### SUPPLIED INFORMATION
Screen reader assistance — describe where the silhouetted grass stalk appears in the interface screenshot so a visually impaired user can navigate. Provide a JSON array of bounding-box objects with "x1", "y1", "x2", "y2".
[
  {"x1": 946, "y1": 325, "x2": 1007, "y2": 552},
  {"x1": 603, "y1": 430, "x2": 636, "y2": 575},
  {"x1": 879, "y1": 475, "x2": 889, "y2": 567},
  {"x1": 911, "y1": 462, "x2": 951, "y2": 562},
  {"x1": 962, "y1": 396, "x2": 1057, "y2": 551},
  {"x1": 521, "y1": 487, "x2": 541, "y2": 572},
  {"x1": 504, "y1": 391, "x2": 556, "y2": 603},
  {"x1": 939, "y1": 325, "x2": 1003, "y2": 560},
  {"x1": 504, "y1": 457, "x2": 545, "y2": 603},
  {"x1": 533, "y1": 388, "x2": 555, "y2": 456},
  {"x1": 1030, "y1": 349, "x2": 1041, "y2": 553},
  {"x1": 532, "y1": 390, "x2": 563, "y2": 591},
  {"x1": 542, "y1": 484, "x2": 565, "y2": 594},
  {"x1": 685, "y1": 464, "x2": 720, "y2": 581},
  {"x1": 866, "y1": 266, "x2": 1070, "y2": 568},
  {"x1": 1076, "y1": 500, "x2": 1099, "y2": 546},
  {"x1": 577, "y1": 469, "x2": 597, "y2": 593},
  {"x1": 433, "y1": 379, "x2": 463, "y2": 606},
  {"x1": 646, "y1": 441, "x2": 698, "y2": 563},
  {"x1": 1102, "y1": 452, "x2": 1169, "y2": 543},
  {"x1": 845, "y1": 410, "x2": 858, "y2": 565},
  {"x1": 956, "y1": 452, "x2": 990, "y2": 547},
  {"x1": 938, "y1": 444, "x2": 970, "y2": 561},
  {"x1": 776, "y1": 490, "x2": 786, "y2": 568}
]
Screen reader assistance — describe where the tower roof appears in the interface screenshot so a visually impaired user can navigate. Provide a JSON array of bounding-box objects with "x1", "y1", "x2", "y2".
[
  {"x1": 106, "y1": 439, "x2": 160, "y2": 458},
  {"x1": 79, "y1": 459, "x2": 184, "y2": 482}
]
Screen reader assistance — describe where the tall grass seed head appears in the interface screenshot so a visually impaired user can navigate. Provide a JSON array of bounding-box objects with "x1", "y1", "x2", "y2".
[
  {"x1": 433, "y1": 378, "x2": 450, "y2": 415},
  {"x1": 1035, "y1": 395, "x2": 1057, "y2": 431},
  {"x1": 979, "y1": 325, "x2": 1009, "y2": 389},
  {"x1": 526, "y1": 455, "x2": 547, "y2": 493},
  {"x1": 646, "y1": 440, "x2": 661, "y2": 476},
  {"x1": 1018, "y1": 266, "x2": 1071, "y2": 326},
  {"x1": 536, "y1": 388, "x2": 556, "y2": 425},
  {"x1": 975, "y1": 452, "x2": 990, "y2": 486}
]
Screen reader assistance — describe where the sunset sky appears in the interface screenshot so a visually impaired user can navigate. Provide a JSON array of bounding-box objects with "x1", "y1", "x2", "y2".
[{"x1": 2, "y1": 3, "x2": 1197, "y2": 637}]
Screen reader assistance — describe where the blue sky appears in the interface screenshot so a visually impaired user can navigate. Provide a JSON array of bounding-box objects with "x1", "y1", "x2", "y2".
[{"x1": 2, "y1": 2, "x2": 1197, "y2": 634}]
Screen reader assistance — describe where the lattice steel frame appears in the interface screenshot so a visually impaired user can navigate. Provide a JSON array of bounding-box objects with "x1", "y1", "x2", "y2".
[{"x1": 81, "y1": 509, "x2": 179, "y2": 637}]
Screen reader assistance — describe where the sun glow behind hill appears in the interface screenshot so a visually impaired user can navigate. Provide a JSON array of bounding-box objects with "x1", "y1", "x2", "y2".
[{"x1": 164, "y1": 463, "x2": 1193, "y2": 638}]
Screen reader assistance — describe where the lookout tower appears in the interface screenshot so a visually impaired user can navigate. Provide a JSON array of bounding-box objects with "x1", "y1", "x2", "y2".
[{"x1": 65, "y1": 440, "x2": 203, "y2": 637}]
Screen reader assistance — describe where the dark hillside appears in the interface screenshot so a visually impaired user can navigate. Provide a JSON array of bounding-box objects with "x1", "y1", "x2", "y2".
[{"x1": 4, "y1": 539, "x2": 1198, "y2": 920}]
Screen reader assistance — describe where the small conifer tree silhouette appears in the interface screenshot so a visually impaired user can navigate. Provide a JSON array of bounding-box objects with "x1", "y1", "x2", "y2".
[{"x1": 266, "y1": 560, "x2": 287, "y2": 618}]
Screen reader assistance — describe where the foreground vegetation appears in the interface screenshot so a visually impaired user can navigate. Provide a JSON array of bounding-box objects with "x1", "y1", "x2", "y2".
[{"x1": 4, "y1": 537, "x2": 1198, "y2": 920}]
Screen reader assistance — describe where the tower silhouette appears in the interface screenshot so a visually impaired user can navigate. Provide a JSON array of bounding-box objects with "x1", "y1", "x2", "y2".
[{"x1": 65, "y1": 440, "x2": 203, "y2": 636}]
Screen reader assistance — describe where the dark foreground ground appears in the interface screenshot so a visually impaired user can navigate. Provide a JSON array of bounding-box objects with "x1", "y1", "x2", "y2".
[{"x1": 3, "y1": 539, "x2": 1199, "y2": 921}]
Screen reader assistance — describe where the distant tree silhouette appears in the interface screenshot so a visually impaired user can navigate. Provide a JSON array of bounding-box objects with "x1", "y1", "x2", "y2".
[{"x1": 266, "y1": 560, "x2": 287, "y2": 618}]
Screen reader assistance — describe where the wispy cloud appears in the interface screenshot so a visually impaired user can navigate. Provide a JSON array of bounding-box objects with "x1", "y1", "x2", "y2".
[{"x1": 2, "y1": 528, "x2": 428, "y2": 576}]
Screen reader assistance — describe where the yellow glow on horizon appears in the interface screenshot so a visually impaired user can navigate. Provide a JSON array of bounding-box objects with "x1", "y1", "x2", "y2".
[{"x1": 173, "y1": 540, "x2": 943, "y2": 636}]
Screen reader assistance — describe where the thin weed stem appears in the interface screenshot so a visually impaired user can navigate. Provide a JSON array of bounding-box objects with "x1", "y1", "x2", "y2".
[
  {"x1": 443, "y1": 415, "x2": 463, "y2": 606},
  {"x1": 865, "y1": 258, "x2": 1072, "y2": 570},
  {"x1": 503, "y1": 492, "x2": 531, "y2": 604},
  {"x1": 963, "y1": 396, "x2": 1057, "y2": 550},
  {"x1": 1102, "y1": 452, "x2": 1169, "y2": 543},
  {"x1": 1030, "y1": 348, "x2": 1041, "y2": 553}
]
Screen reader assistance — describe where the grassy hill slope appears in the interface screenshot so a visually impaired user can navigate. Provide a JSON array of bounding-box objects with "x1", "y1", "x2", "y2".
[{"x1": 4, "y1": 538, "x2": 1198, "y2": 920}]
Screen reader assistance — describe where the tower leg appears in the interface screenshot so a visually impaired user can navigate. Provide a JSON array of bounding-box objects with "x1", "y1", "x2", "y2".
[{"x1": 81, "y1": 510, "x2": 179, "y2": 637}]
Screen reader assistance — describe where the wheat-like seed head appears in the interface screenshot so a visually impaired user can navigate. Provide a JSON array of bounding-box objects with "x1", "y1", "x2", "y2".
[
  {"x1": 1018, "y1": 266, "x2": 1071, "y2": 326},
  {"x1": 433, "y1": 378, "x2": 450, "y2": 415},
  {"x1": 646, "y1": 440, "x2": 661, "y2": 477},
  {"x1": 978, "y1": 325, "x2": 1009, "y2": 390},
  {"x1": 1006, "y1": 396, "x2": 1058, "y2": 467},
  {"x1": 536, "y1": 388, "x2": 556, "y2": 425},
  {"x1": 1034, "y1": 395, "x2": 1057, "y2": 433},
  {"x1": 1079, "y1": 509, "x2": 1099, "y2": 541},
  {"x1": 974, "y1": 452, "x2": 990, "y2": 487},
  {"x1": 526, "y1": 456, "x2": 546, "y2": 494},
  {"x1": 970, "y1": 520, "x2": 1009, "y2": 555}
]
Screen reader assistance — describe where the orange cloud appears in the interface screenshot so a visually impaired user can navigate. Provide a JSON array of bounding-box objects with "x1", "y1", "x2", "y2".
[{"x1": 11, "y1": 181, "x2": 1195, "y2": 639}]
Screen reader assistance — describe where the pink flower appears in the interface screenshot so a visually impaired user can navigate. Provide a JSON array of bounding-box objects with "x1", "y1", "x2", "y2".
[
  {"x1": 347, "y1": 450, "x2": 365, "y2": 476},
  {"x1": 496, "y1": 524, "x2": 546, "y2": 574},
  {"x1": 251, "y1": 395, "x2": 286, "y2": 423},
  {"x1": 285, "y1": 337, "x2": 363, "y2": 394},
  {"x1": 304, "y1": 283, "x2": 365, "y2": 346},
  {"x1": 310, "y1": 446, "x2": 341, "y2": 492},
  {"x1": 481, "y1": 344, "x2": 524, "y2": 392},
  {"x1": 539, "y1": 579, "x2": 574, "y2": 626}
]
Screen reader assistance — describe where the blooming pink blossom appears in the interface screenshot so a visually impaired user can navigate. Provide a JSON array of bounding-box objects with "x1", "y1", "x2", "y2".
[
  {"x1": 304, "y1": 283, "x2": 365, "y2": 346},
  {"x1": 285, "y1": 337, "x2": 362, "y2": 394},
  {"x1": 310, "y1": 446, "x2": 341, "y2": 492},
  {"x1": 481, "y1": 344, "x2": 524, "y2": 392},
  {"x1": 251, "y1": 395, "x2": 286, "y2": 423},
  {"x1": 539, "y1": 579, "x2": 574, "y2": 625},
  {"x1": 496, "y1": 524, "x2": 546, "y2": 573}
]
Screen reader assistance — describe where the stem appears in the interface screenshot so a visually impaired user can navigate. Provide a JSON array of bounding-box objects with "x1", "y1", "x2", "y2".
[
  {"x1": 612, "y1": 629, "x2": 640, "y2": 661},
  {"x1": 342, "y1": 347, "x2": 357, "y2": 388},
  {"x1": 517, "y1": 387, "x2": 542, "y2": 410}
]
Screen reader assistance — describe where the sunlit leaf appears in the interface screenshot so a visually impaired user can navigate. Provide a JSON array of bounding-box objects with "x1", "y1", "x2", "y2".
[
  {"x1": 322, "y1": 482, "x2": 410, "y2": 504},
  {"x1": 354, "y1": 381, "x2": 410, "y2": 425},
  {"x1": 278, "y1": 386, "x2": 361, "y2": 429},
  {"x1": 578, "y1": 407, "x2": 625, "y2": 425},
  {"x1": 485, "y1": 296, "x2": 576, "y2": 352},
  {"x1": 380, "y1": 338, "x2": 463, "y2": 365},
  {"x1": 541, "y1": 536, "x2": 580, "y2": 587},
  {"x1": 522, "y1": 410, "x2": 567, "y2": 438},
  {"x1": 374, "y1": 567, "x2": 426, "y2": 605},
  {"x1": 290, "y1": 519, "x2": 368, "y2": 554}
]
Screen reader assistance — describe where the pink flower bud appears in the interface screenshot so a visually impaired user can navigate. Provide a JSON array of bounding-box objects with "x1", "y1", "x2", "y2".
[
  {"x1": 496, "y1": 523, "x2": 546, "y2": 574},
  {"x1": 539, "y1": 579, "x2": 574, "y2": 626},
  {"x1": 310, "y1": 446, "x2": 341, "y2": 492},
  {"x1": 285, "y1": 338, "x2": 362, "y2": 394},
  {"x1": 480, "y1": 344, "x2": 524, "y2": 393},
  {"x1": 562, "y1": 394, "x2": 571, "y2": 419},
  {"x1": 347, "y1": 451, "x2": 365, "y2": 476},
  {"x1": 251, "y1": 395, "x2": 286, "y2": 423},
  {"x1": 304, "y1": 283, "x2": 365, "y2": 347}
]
######
Quote only the lines from the one containing "Screen reader assistance — describe where the stem" through the final line of the records, with both ends included.

Screen reader assistance — describe where the stem appears in the interface screenshot so a visually impaired user can navigate. Provide a JSON array of bounding-box objects with "x1", "y1", "x2", "y2".
[
  {"x1": 612, "y1": 629, "x2": 640, "y2": 661},
  {"x1": 342, "y1": 347, "x2": 357, "y2": 388},
  {"x1": 517, "y1": 387, "x2": 542, "y2": 410}
]
Screen reader assistance — describe where the sunlit leaf appears in the interface screenshot so a visually impaired user can navigate. Provide a JSON array of bounding-box objects with "x1", "y1", "x2", "y2".
[
  {"x1": 322, "y1": 482, "x2": 410, "y2": 504},
  {"x1": 354, "y1": 381, "x2": 410, "y2": 425},
  {"x1": 278, "y1": 386, "x2": 361, "y2": 429},
  {"x1": 578, "y1": 407, "x2": 625, "y2": 425},
  {"x1": 485, "y1": 296, "x2": 576, "y2": 352},
  {"x1": 380, "y1": 338, "x2": 463, "y2": 365},
  {"x1": 541, "y1": 536, "x2": 580, "y2": 587},
  {"x1": 522, "y1": 410, "x2": 567, "y2": 438},
  {"x1": 374, "y1": 567, "x2": 426, "y2": 605},
  {"x1": 290, "y1": 519, "x2": 368, "y2": 554}
]
Screen reader assistance — describe where the pink flower bud appears in the interface screenshot so a visually impaired user can navigate. Provide a JSON array of bounding-box objects with "x1", "y1", "x2", "y2".
[
  {"x1": 496, "y1": 523, "x2": 546, "y2": 574},
  {"x1": 539, "y1": 579, "x2": 574, "y2": 626},
  {"x1": 310, "y1": 446, "x2": 341, "y2": 492},
  {"x1": 285, "y1": 338, "x2": 362, "y2": 394},
  {"x1": 480, "y1": 344, "x2": 524, "y2": 393},
  {"x1": 562, "y1": 394, "x2": 571, "y2": 419},
  {"x1": 347, "y1": 451, "x2": 365, "y2": 476},
  {"x1": 251, "y1": 395, "x2": 286, "y2": 423},
  {"x1": 304, "y1": 283, "x2": 365, "y2": 347}
]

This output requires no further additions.